> **THE PROBLEM**: Put lines from the records below into a JSON list of strings, one string per line, with blank lines left out. Begin at the line that has "Where can the dress" and stop after the line that has "pixel 572 287".

"""

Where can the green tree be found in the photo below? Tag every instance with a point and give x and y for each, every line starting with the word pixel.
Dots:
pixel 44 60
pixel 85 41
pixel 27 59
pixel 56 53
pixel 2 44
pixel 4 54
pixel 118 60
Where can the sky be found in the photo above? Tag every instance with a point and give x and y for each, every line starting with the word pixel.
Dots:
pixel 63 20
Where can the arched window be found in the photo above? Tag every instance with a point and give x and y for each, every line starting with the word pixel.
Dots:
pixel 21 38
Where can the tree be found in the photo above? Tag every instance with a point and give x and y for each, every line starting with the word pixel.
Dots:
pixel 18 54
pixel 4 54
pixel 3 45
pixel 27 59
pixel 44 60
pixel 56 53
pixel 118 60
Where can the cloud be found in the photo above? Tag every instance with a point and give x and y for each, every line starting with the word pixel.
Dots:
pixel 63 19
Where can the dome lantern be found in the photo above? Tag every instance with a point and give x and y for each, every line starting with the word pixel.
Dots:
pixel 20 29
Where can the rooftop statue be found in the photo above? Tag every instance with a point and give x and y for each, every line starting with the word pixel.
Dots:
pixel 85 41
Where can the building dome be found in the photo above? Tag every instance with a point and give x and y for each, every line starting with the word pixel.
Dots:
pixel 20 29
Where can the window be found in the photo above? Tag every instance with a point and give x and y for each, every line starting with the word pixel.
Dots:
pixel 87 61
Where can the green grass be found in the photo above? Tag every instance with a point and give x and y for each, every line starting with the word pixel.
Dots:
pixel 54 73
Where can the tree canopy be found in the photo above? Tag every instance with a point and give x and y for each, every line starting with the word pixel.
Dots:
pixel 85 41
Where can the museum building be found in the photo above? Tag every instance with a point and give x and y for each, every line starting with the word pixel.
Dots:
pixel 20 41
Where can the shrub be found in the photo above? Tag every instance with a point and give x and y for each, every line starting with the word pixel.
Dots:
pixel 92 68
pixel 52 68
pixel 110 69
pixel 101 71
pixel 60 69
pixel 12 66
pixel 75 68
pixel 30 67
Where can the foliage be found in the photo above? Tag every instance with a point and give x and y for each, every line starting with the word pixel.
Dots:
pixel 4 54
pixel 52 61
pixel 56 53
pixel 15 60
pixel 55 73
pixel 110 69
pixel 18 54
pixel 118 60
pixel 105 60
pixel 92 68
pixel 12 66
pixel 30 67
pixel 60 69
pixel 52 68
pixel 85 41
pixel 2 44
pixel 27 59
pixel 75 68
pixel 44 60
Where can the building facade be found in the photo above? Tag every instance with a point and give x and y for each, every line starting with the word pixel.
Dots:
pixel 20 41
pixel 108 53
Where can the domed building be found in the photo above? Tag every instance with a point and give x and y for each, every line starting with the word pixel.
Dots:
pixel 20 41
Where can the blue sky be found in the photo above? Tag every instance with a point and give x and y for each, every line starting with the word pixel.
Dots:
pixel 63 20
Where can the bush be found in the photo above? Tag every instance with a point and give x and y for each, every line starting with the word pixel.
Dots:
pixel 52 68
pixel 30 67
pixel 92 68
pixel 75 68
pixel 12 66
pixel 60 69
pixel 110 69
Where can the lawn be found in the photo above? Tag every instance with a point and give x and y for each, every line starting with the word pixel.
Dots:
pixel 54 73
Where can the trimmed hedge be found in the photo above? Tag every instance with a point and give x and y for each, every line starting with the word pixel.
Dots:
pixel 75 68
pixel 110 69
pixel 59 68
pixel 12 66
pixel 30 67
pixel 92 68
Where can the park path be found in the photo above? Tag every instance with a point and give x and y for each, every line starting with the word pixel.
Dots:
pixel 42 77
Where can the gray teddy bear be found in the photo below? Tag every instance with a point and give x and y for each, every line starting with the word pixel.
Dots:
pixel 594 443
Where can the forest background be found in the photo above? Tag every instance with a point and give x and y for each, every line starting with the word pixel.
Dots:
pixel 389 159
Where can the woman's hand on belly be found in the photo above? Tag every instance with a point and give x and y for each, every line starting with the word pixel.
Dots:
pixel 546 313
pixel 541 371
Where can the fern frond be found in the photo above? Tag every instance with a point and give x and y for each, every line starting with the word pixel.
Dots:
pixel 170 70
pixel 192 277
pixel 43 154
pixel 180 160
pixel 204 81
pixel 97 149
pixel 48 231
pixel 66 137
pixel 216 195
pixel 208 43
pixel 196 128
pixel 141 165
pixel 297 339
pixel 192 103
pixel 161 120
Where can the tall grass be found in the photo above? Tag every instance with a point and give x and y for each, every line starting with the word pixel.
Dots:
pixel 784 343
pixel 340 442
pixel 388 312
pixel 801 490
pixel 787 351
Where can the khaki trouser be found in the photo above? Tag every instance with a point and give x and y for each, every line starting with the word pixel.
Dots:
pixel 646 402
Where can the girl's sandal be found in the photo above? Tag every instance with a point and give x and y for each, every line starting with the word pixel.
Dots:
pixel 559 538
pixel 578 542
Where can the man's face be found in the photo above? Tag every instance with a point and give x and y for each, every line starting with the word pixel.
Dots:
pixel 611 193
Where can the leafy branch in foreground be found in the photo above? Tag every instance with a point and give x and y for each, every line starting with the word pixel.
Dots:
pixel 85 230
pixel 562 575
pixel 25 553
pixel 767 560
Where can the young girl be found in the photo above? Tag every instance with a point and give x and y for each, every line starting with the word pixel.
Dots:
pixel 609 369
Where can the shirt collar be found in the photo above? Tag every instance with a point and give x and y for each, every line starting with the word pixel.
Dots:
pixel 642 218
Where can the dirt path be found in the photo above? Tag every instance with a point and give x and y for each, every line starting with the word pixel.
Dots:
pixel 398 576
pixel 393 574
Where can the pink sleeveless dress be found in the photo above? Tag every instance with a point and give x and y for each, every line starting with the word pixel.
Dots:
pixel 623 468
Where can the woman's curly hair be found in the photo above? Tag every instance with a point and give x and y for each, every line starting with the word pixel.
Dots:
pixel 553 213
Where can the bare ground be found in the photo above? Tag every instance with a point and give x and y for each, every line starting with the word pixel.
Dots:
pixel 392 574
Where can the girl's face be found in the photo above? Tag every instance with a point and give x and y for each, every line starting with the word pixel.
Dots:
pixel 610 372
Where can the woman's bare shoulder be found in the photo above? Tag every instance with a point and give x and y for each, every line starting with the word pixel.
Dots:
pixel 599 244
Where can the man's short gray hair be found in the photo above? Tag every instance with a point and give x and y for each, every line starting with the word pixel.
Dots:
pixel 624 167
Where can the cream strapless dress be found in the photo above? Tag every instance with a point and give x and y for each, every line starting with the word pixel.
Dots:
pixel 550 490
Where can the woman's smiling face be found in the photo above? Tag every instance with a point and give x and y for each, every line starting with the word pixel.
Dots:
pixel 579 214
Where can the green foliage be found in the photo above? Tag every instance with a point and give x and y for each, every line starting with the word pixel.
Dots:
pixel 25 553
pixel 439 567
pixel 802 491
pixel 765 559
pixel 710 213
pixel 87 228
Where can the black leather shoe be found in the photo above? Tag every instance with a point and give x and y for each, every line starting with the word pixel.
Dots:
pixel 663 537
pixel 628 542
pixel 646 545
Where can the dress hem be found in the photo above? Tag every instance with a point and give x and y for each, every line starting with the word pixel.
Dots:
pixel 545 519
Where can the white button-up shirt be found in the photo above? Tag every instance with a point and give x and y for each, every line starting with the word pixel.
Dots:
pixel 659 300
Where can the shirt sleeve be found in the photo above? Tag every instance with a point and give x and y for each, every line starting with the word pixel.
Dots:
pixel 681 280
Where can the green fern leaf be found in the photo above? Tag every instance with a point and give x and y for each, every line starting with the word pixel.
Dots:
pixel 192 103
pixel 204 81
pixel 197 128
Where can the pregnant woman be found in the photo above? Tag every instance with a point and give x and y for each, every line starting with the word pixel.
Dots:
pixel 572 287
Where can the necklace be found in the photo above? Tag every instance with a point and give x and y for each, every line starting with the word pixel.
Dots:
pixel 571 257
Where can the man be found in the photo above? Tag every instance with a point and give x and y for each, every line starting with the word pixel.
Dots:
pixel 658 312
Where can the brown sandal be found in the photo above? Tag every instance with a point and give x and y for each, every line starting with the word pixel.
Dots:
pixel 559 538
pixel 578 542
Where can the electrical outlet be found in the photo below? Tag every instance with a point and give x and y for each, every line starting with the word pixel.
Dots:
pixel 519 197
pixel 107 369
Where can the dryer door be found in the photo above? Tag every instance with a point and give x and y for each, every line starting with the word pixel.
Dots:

"""

> **WRITTEN SOLUTION**:
[
  "Where can the dress hem be found in the photo above? Tag every instance with a point and give x and y for each, every line starting with the word pixel.",
  "Dots:",
  "pixel 545 519",
  "Where can the white button-up shirt be found in the photo above? Tag every instance with a point and give x and y for each, every line starting with the word pixel.",
  "Dots:",
  "pixel 659 300",
  "Where can the shirt sleeve be found in the photo above? Tag every instance with a point and give x and y for each, every line starting with the word pixel.",
  "Dots:",
  "pixel 681 280",
  "Where can the green fern leaf be found in the photo above? Tag every instance with a point and give x and y for each, every line starting with the word pixel.",
  "Dots:",
  "pixel 192 103",
  "pixel 204 81",
  "pixel 197 128",
  "Where can the pregnant woman be found in the photo above? Tag every instance with a point and give x and y for each, every line starting with the word pixel.",
  "Dots:",
  "pixel 572 287"
]